→ **The exercise**: Reproduce word for word the part of the material below that opens with the line containing "Implementations MUST put a point on every instance of the broken" and runs through to the end of the material, and nothing else.

→ **Material provided**:
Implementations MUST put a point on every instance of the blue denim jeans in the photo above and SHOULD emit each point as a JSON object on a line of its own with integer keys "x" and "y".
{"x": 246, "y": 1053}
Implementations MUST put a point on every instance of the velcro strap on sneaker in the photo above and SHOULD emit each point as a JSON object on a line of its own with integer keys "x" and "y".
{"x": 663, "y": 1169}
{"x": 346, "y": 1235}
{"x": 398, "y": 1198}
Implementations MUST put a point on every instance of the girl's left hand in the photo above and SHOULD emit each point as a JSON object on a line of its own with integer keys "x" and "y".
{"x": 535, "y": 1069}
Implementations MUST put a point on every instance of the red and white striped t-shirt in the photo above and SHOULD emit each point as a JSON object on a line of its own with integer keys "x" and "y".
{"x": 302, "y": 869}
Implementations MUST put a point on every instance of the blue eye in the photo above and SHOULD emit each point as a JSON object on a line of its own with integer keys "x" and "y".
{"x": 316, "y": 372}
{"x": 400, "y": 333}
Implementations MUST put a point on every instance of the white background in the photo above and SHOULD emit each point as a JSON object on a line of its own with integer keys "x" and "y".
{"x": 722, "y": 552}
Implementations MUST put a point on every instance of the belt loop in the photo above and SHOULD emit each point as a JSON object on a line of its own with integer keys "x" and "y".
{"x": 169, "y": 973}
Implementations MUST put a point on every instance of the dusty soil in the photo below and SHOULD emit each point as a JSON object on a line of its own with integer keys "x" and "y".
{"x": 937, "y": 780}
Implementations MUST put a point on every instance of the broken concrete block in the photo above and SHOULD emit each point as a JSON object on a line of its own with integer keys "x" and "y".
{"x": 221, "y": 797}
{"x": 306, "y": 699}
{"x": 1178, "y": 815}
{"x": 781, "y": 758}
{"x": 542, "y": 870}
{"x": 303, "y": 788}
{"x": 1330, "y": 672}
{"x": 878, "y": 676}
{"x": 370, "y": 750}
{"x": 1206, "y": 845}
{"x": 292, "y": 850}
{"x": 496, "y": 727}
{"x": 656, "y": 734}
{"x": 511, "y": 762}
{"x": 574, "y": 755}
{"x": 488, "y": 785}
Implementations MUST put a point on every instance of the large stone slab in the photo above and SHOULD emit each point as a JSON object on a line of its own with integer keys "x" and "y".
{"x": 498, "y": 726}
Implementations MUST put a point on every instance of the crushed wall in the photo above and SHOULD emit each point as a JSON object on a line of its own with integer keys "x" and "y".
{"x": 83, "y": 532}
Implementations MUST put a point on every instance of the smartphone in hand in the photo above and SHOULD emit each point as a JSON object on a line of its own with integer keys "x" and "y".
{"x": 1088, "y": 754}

→ **Task output**:
Implementations MUST put a point on every instance of the broken concrete block in the photo above and SHOULD emit each point as a JSON object on a line of its own with integer keys "x" and "y".
{"x": 221, "y": 797}
{"x": 306, "y": 699}
{"x": 1178, "y": 815}
{"x": 781, "y": 758}
{"x": 542, "y": 870}
{"x": 303, "y": 788}
{"x": 1330, "y": 672}
{"x": 878, "y": 676}
{"x": 370, "y": 750}
{"x": 1206, "y": 845}
{"x": 292, "y": 850}
{"x": 496, "y": 727}
{"x": 656, "y": 734}
{"x": 511, "y": 762}
{"x": 574, "y": 755}
{"x": 488, "y": 785}
Implementations MUST put a point on every instance of the large stone slab in the photo above and SHOULD emit each point as a JSON object on a line of its own with integer keys "x" and "y".
{"x": 498, "y": 726}
Implementations MUST put a point on every instance of the crushed wall in the photo above and SHOULD emit each point as a JSON object on a line of its own with integer keys "x" and "y".
{"x": 83, "y": 532}
Implementations MUST put a point on every instance of the smartphone in hand in the photo above and SHOULD emit each point as a JSON object on a line of its own with integer keys "x" and "y".
{"x": 1088, "y": 754}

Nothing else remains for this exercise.